Permutation Sequence 题解
题目来源:Permutation Sequence
> The set [1,2,3,…,n] contains a total of n! unique permutations. By listing and labeling all of the permutations in order, We get the following sequence (ie, for n = 3): "123" "132" "213" "231" "312" "321" Given n and k, return the kth permutation sequence. Note: Given n will be between 1 and 9 inclusive.
解题思路:
康托展开的逆运算
既然康托展开是一个双射,那么一定可以通过康托展开值求出原排列,即可以求出n的全排列中第x大排列。
如n=5,x=96时:
首先用96-1得到95,说明x之前有95个排列.(将此数本身减去!)
用95去除4! 得到3余23,说明有3个数比第1位小,所以第一位是4.
用23去除3! 得到3余5,说明有3个数比第2位小,所以是4,但是4已出现过,因此是5.
用5去除2!得到2余1,类似地,这一位是3.
用1去除1!得到1余0,这一位是2.
最后一位只能是1.
所以这个数是45321.代码如下:
void jiecheng(vector<int> &f, int n)

#### [任务要求 1]
请把下面列出的全部数据行逐一照原样返回,不作任何改动。

部分数据行
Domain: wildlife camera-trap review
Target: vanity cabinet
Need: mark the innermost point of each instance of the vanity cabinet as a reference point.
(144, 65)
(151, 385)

#### [任务要求 2]
按照这篇题解中的题目说明,n 的取值范围是多少?

#### [书面回答 1]
Domain: wildlife camera-trap review
Target: vanity cabinet
Need: mark the innermost point of each instance of the vanity cabinet as a reference point.
(144, 65)
(151, 385)

#### [书面回答 2]
n 的取值在 1 到 9 之间,包含 1 和 9。